━━━ Source data ━━━

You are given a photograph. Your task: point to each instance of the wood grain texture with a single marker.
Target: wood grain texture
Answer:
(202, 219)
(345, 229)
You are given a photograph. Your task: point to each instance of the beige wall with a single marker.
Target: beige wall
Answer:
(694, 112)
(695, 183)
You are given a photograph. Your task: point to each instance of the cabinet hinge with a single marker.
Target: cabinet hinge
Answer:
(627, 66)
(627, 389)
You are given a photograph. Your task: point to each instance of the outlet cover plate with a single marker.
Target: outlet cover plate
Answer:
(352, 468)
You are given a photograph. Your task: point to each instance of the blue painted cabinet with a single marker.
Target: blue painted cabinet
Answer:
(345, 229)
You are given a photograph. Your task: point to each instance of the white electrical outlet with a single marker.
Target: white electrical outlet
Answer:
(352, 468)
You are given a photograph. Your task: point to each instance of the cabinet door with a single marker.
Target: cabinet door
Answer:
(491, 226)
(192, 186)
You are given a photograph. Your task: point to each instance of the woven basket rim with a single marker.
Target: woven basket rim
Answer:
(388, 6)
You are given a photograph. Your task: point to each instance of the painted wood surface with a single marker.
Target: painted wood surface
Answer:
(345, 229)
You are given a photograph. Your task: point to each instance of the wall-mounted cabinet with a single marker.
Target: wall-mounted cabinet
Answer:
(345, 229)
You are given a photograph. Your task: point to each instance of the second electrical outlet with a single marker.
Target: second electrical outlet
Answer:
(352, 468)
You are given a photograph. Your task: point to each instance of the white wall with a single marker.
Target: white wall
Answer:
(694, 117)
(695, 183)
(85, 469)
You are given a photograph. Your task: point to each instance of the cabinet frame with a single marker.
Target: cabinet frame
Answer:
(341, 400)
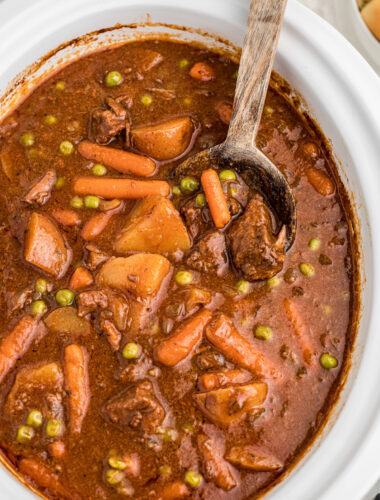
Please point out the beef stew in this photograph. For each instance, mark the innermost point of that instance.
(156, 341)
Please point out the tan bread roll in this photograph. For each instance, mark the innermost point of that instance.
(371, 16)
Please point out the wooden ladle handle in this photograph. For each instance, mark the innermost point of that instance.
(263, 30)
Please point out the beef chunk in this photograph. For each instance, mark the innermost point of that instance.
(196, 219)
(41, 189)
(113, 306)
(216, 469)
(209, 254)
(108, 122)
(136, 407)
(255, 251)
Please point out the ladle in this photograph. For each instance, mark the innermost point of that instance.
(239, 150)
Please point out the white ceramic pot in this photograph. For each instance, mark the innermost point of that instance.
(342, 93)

━━━

■ **Task details**
The lines of the records that contain the string "hinge" should be located and copied.

■ **Solution to this exercise**
You are given a photograph. Your task: point to each instance of the cabinet hinge with a single marker.
Target: cabinet hinge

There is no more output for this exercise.